DO THIS
Please copy out the listing below word for word, starting at the line containing "For each instance of the waterfall, set" and continuing through the listing's final line, both ends included.

RAW RECORDS
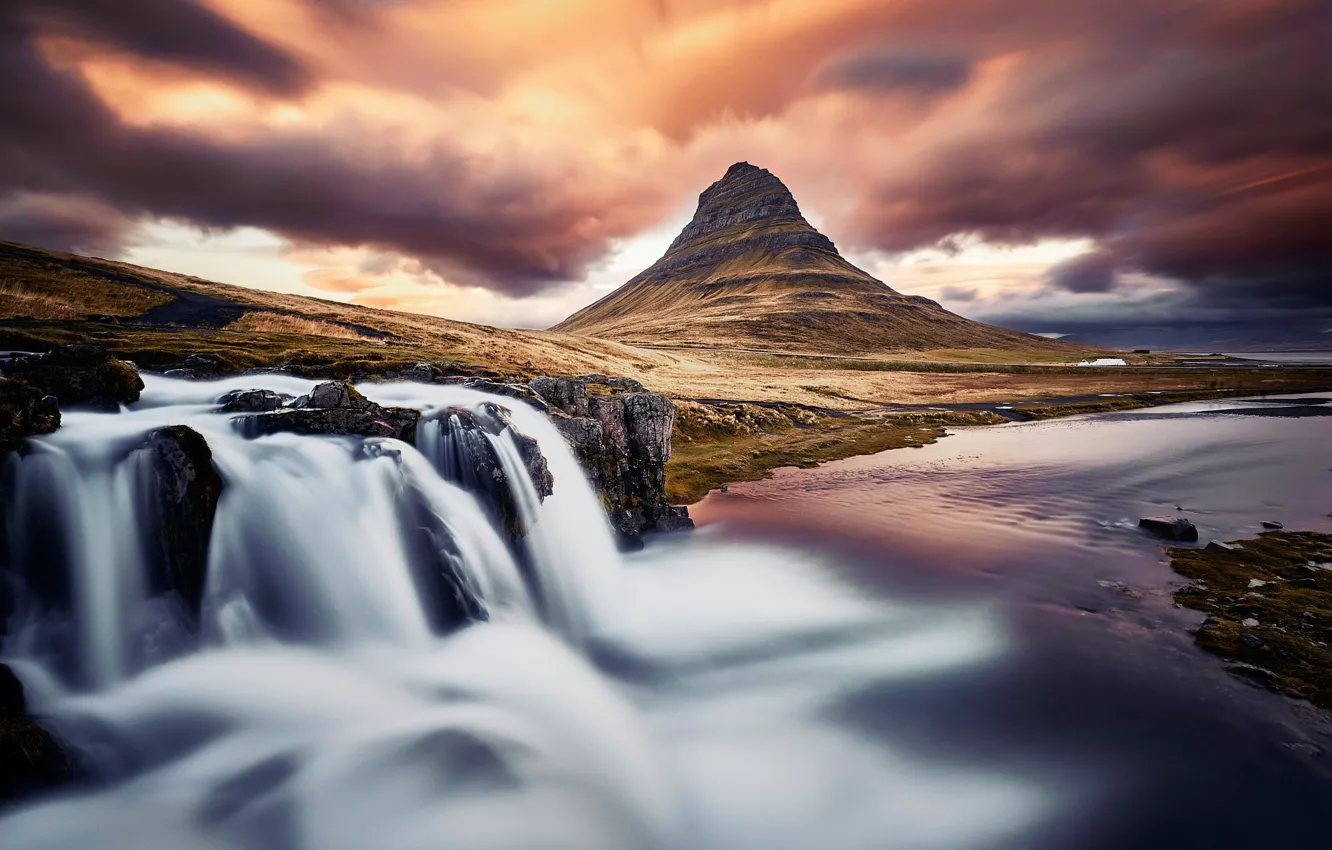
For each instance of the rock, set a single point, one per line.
(197, 367)
(334, 408)
(566, 395)
(421, 373)
(468, 457)
(251, 401)
(514, 391)
(184, 490)
(79, 376)
(31, 760)
(622, 442)
(24, 412)
(1170, 528)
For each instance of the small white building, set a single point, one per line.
(1104, 361)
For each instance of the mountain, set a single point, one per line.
(750, 272)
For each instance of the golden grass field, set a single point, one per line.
(156, 319)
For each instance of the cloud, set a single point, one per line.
(510, 145)
(1091, 272)
(504, 219)
(69, 223)
(891, 71)
(181, 32)
(959, 293)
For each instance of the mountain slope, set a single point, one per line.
(750, 272)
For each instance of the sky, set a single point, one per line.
(1132, 171)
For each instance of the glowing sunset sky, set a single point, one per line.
(1050, 164)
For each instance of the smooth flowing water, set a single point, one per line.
(693, 696)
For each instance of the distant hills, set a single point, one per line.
(749, 272)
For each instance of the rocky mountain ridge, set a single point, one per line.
(750, 272)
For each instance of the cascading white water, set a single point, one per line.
(678, 701)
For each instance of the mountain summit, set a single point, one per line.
(750, 272)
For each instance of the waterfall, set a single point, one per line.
(376, 661)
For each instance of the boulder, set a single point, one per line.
(334, 408)
(31, 760)
(468, 457)
(79, 376)
(197, 367)
(24, 412)
(1170, 528)
(513, 391)
(622, 440)
(251, 401)
(184, 489)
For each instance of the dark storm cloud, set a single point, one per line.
(893, 71)
(517, 232)
(181, 32)
(1094, 272)
(1192, 143)
(77, 224)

ANSWER FOR THE TASK
For each instance of the waterfall, set a single point, one per line.
(376, 661)
For each instance of the boulder, set a single point, one per line.
(334, 408)
(31, 760)
(468, 457)
(79, 376)
(197, 367)
(24, 412)
(1170, 528)
(513, 391)
(622, 440)
(251, 401)
(184, 489)
For each instance of the dark storm cloud, set a single point, one per line.
(893, 71)
(517, 232)
(181, 32)
(1094, 272)
(1192, 143)
(77, 224)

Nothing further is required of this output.